* _Extrait du texte_:
<<<<
Baronne Blixen de Dominique de Saint Pern

Il y a quelques semaines, j’ai revu avec nostalgie le film Out of Africa, un long métrage magnifique aux paysages grandioses qui m’a émerveillée autant qu’il m’a passionnée. Il m’a donné l’envie de me replonger dans des lectures consacrées à l’Afrique coloniale pour explorer un peu plus cette période toute particulière et si controversée de l’Histoire. J’avais conscience que la trame du film avait été quelque peu magnifiée pour séduire le public qui se nourrissait à l’époque de récits de voyages exotiques édulcorés. Mais j’étais néanmoins loin de me douter que cette vision romantique fantasmée de l’Afrique s’écartait autant de la réalité … 

Dominique de Saint Pern nous dévoile ici la face cachée de l’autrice de La ferme africaine, les coulisses de l’oeuvre de Karen Blixen, de sa jeunesse dorée, ses amours contrariées au Kenya avec son époux infidèle le Baron Bror Fredrik Von Blixen, son amant Denys Finch Hatton, jusqu’à son retour au Danemark où, démunie, elle se réinventera en écrivant ses fameux Contes gothiques qui l’élèvent au statut d’auteure renommée du XXème siècle. Un tel programme paraissait donc alléchant. La promesse d’une mise en abîme passionnante dans l’univers de cette romancière aventurière si complexe aurait dû m’enchanter… Or il n’en est rien, cette lecture s’est finalement révélée assez décevante. Le livre m’est littéralement tombé des mains et ce, à plusieurs reprises. Impossible de m’attacher à cette femme certes bien talentueuse, mais à la personnalité fort antipathique.
>>>>
* _Consigne a_:
Quelles lignes des enregistrements contiennent le mot « query » ? Relevez-les toutes sans rien y changer.

* _Données de travail_:
<<<<
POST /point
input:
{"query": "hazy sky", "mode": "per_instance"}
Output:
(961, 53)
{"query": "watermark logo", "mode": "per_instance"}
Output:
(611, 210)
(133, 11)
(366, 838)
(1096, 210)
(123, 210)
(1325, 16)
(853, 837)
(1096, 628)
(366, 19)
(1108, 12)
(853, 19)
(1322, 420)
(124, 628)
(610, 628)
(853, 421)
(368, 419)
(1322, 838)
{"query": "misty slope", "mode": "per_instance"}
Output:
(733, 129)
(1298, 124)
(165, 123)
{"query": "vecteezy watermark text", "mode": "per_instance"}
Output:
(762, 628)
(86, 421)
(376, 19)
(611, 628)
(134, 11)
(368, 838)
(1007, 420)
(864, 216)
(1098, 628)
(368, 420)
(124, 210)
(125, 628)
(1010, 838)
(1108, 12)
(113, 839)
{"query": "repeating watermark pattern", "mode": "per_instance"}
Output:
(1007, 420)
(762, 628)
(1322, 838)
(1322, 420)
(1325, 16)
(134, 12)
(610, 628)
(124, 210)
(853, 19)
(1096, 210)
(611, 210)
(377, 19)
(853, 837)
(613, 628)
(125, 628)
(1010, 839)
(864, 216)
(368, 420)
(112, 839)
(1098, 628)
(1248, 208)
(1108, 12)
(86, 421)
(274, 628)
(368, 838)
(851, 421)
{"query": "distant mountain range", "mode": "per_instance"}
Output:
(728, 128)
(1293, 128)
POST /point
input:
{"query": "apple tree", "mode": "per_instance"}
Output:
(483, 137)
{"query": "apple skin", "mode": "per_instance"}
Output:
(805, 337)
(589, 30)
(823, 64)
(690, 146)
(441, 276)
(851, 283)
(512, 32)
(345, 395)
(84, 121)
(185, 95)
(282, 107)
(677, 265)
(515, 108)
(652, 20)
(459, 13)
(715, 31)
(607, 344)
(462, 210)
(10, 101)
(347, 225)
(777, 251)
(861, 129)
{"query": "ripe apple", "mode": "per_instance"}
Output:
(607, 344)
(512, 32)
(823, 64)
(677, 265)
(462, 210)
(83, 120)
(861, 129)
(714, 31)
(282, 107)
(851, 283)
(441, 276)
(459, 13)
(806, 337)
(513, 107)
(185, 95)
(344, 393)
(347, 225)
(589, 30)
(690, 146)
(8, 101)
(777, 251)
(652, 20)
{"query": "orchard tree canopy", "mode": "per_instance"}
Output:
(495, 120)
>>>>
* _Consigne b_:
Ces affirmations sont-elles conformes à la critique du livre sur Karen Blixen ? Répondez à chacune par oui ou par non, avec les mots de la critique qui en décident, cités à l'identique.
(i) Le livre de Dominique de Saint Pern suit Karen Blixen jusqu'à son retour au Danemark.
(ii) La lecture du livre s'est révélée enthousiasmante.
(iii) Denys Finch Hatton était l'époux de Karen Blixen.

* _Réponse a_:
{"query": "hazy sky", "mode": "per_instance"}
{"query": "watermark logo", "mode": "per_instance"}
{"query": "misty slope", "mode": "per_instance"}
{"query": "vecteezy watermark text", "mode": "per_instance"}
{"query": "repeating watermark pattern", "mode": "per_instance"}
{"query": "distant mountain range", "mode": "per_instance"}
{"query": "apple tree", "mode": "per_instance"}
{"query": "apple skin", "mode": "per_instance"}
{"query": "ripe apple", "mode": "per_instance"}
{"query": "orchard tree canopy", "mode": "per_instance"}

* _Réponse b_:
(i) Oui : « jusqu’à son retour au Danemark ».
(ii) Non : « cette lecture s’est finalement révélée assez décevante ».
(iii) Non : « son époux infidèle le Baron Bror Fredrik Von Blixen, son amant Denys Finch Hatton ».